### WORK TASK 1
In the text about Carolina data science research, which geographic information system did Tim Shea use to map tombstones?
### WORK TASK 2
Turn the paragraph of the text about Carolina data science research that begins "The points on Shea’s map" into a short list that keeps its main facts.
### WORK TASK 3
Summarize the text about Carolina data science research in three sentences.

### SELECTED TEXT
Jones and collaborators in the College of Arts & Sciences’ statistics and operations research department and the UNC Eshelman School of Pharmacy are using “old-school evolutionary theory” called load theory to better understand how to assess cancer treatment effectiveness. Load theory predicts the number of mutations in a population at which they can no longer survive. The team assessed the mutation load in tumor cells found in cancer patients receiving two different drug treatments for insights into the recurrence of cells that are resistant to treatment. Their analysis indicates that mutational load can predict the disease’s outcome.
Like the other speakers, Jones talked about spatial data. He belongs to a group of Carolina researchers who are applying the analytic tools of spatial ecology to spatial transcriptomics or the measurement of gene expression across a tissue or organ. Instead of starting with a “lump of tissue,” they collect a smaller sample of cells as a snapshot of the tissue’s or organ’s complexity. They then use spatial ecology, which helps explain natural patterns such as animal migration, to relate the gene expression data to the tissue’s structure.
Questions and lines of research
Tim Shea, assistant professor of classical archeology in the College of Arts & Sciences’ classics department, described his methods in researching cemeteries of ancient Athens. He used a geographic information system called ArcGIS Pro to map tombstones in an excavation in the city center.
The points on Shea’s map represent a substantial database with his notes, a bibliography and information from tombstone inscriptions such as: person’s name, who dedicated the tombstone, whether the deceased was an immigrant, sculptor’s signature, kind of stone and dimensions.
Employing a large data range helped Shea notice patterns that he would have otherwise overlooked. The most interesting, he said, is that immigrant communities were buried in groups based on their city of origin. He also realized that immigrants from the same Mediterranean regions were buried near one another.
Shea created another database that visually connects originating points of Athenian immigrants to their tombstone locations. “I began thinking about the immigrant experience in ancient Athens, that groups from the same regions of the Mediterranean and Black Sea were probably living in neighborhoods together and being buried together in the same cemeteries.
“These are questions and lines of research that I could not have asked unless I had organized my database spatially from the beginning,” Shea said.
Shea trains undergraduates on GIS, many of whom use it in jobs with environmental law firms, public health, nonprofits and tech startups. He said that a proposed Spatial Antiquity Lab for campus, focused on the study of ancient cities and urbanism, will foster research and teaching in spatial humanities by researchers from many disciplines.
“These webinars are informal ways of sharing our research in data science across different disciplines, across our campus,” said Jay Aikat, RENCI chief operating officer and research associate professor in the College of Arts & Sciences’ computer science department. “We’re already a really collaborative campus, so we hope that this will kick off even further collaborations and, hopefully, among people who wouldn’t have otherwise come together.”
Participants also discussed data storage solutions, funding for student training, and opportunities for students such as the College’s data science minor and a certificate program in applied data science through the School of Information and Library Science.

### SUPPLIED DATA
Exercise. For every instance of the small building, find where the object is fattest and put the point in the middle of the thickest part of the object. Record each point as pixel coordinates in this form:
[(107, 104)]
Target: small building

### EXERCISE SOLUTION 1
ArcGIS Pro

### EXERCISE SOLUTION 2
The points on Shea's map represent a substantial database holding:
- his notes
- a bibliography
- information from tombstone inscriptions: the person's name, who dedicated the tombstone, whether the deceased was an immigrant, the sculptor's signature, the kind of stone, and the dimensions

### EXERCISE SOLUTION 3
Jones and collaborators are using load theory to assess cancer treatment effectiveness, and he belongs to a group that applies the analytic tools of spatial ecology to spatial transcriptomics. Tim Shea mapped tombstones from ancient Athens in a spatial database, which helped him notice that immigrant communities were buried in groups based on their city of origin. Jay Aikat described the webinars as informal ways of sharing data science research across disciplines, and participants also discussed data storage, funding for student training and opportunities for students.